**TASK REQUIREMENTS:**
1. Answer these questions from the plot summary about Alfred and Mary, one per line:
(a) Where is Alfred moving, and what business does he plan to start there?
(b) To whom is Mary secretly engaged?
(c) What happens to Samuel after Alfred storms out?
2. List every person the plot summary about Alfred and Mary names with both a first name and a last name.
3. Pick up the plot summary about Alfred and Mary from its final sentence and continue it.

**EXTRACTED TEXT:**
■ ■ ■
When Samuel begrudgingly offers Alfred a position in the family business, Alfred states that he is moving to New York to launch an aircraft business with his old friend Lex Porter. While attending a party at the estate of Lex’s wealthy uncle, Fritz Thornton, Arthur spots Mary St. John, the stunning daughter of a Main Line family. Mary, who is secretly engaged to Dr. Jim Roper, is sexually drawn to Alfred, and soon the two are embroiled in a tempestuous relationship.
When Mary’s snobbish parents object that Alfred’s father is a nobody and his mother is a drunk, Mary defies them and continues to see Alfred. After Alfred asks his father for a loan to finance his share of the aircraft company, Samuel humiliates Alfred and begins to sob for the lost Billy. Furious, Alfred storms out in disgust, after which Samuel suffers a heart attack and is hospitalized. Believing that Samuel’s ill health will place Alfred closer to the helm of the Eaton Steel company, Mr. St. John condones his daughter’s engagement to Alfred.
■ ■ ■
**INFORMATION SUPPLIED:**
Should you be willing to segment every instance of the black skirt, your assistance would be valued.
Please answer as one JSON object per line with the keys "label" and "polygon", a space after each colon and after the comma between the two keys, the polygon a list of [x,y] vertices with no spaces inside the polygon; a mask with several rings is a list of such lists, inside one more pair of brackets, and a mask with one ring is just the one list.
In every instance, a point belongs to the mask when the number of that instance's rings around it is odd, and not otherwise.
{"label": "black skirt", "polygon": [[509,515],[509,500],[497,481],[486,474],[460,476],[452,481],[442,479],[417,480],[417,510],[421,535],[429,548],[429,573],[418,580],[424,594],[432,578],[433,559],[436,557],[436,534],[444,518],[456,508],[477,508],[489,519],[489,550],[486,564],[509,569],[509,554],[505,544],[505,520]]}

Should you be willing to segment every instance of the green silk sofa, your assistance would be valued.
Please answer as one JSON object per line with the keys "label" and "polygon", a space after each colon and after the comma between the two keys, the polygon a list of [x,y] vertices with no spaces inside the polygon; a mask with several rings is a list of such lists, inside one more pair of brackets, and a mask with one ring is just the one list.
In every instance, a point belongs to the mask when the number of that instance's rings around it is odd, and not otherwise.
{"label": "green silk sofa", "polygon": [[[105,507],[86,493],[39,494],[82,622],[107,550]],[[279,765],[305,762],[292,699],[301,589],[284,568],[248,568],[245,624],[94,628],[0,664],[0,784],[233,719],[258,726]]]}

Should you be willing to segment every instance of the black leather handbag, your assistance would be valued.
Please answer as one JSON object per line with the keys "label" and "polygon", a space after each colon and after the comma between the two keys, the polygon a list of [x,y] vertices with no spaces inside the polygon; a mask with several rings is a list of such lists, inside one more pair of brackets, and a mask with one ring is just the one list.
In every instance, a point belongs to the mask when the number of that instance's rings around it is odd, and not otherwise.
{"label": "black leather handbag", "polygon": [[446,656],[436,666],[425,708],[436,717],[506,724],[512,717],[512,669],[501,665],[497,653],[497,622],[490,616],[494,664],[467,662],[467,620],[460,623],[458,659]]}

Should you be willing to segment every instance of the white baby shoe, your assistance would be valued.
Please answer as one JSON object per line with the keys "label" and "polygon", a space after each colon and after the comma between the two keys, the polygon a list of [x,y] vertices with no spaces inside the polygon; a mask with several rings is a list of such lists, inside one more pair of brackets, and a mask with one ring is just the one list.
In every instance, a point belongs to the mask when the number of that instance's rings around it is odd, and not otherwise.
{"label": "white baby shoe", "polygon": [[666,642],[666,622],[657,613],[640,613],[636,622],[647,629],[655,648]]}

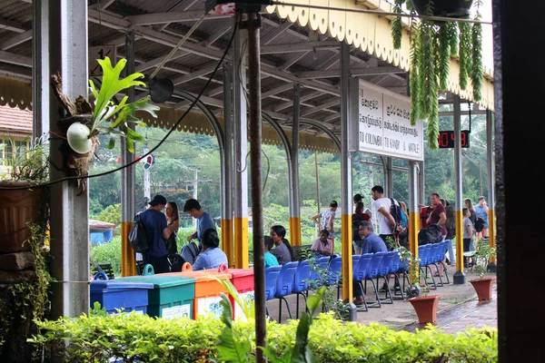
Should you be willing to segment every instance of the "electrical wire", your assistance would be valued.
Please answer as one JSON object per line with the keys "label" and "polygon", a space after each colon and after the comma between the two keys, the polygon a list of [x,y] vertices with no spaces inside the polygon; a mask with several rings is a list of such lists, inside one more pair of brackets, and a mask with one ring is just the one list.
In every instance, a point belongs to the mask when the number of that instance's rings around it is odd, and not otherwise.
{"label": "electrical wire", "polygon": [[[174,123],[173,125],[173,127],[169,130],[169,132],[166,133],[166,135],[164,135],[164,137],[161,140],[161,142],[158,144],[156,144],[155,146],[154,146],[145,154],[144,154],[140,159],[144,159],[146,156],[151,155],[155,150],[159,149],[159,147],[163,144],[163,142],[164,142],[164,141],[176,130],[176,128],[178,127],[178,125],[180,124],[180,123],[185,118],[185,116],[189,113],[189,112],[193,108],[193,106],[195,105],[195,103],[197,103],[197,101],[199,101],[199,99],[201,98],[201,96],[203,95],[203,93],[204,93],[204,91],[206,90],[206,88],[208,88],[208,85],[212,82],[212,80],[213,80],[213,76],[215,75],[216,72],[218,71],[218,69],[220,68],[220,66],[223,64],[223,60],[227,56],[227,54],[229,53],[229,49],[231,48],[231,44],[233,44],[233,40],[234,39],[234,36],[236,34],[237,27],[238,27],[238,24],[235,24],[234,28],[233,29],[233,34],[231,35],[231,39],[229,40],[229,44],[227,44],[227,47],[225,48],[225,52],[223,52],[223,54],[222,55],[222,58],[218,61],[218,64],[216,64],[213,72],[212,73],[212,74],[210,74],[210,77],[208,78],[208,81],[206,81],[206,83],[204,84],[204,86],[203,87],[203,89],[201,90],[201,92],[199,93],[199,94],[197,95],[197,97],[193,100],[193,102],[191,103],[191,105],[189,106],[189,108],[187,110],[185,110],[185,112],[183,113],[183,114],[182,114],[182,116],[180,116],[180,118],[178,119],[178,121],[176,122],[176,123]],[[140,159],[139,160],[134,160],[131,162],[128,162],[128,163],[126,163],[124,165],[120,166],[119,168],[115,168],[115,169],[113,169],[113,170],[108,171],[108,172],[99,172],[97,174],[85,175],[85,176],[67,176],[67,177],[64,177],[64,178],[57,179],[56,181],[53,181],[53,182],[45,182],[45,183],[41,183],[41,184],[33,185],[32,189],[35,189],[35,188],[44,188],[44,187],[54,185],[54,184],[56,184],[58,182],[62,182],[83,180],[83,179],[91,179],[91,178],[97,178],[99,176],[108,175],[108,174],[114,173],[115,172],[119,172],[119,171],[121,171],[123,169],[128,168],[129,166],[134,165],[134,164],[135,164],[137,162],[140,162]],[[5,191],[24,191],[24,190],[27,190],[27,189],[29,189],[29,187],[16,187],[16,188],[0,187],[0,190],[5,190]]]}

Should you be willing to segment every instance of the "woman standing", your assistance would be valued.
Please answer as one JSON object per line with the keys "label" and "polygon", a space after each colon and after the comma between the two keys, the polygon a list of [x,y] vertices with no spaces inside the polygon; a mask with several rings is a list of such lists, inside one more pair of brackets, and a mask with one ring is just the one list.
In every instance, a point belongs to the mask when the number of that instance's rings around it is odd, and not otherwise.
{"label": "woman standing", "polygon": [[164,242],[166,250],[169,255],[178,253],[178,248],[176,247],[176,236],[178,235],[178,229],[180,228],[180,212],[178,211],[178,205],[174,201],[168,201],[164,206],[164,215],[166,216],[166,223],[171,230],[172,233],[169,239]]}
{"label": "woman standing", "polygon": [[475,222],[477,221],[477,217],[475,216],[475,207],[473,207],[473,201],[471,201],[470,198],[466,198],[463,201],[463,205],[470,211],[470,221],[471,221],[471,223],[473,223],[473,229],[475,229]]}
{"label": "woman standing", "polygon": [[288,240],[284,239],[286,236],[286,229],[282,226],[272,226],[271,227],[271,238],[274,242],[274,250],[271,251],[278,259],[278,263],[283,265],[287,262],[292,262],[292,246]]}
{"label": "woman standing", "polygon": [[477,231],[477,237],[488,236],[488,211],[486,199],[483,196],[479,197],[479,205],[475,207],[475,216],[477,217],[475,231]]}
{"label": "woman standing", "polygon": [[227,255],[218,248],[220,239],[214,229],[209,228],[203,231],[201,243],[203,251],[199,253],[193,265],[193,270],[218,269],[222,264],[228,265]]}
■ ■ ■
**RESPONSES FOR EACH TASK:**
1.
(a) New York, where he plans to launch an aircraft business with his old friend Lex Porter.
(b) Dr. Jim Roper.
(c) He suffers a heart attack and is hospitalized.

2.
Lex Porter
Fritz Thornton
Mary St. John
Jim Roper

3.
On the day of the wedding, Alfred receives word that his father has died. Certain that Samuel has timed his death to spite him, Alfred goes ahead with the ceremony. With Thornton money, Lex and Alfred then fund the Nassau Aircraft Corporation, but when Lex shows more interest in perfecting aircraft designs than in selling planes, Alfred, hungry for riches, becomes impatient.
One winter day, Alfred and Mary are driving home from a party at the Thornton estate when they see a little boy fall through the thin ice of a frozen pond. After Alfred plunges into the icy waters to save the boy, the boy’s grandfather, James Duncan MacHardie, the most famous financier in America, invites Alfred and Mary to dinner. MacHardie, a shrewd businessman, senses Alfred’s drive and ambition, and when Alfred asserts that his goal in life is to earn more money than his father, MacHardie offers him a job in his investment firm.
Obsessed by success, Alfred travels the country for MacHardie, leaving Mary alone for months at a time. Mary, lonely and self-pitying, begins to resent Alfred’s constant absences. When Creighton Duffy, MacHardie’s son-in law, whose position in his father-in-law’s business is threatened by Alfred’s acumen, suggests that Alfred spend two months in rural Pennsylvania counseling investment to Ralph Benziger, a prosperous coal mine owner, Alfred finds his marriage to Mary irretrievably broken.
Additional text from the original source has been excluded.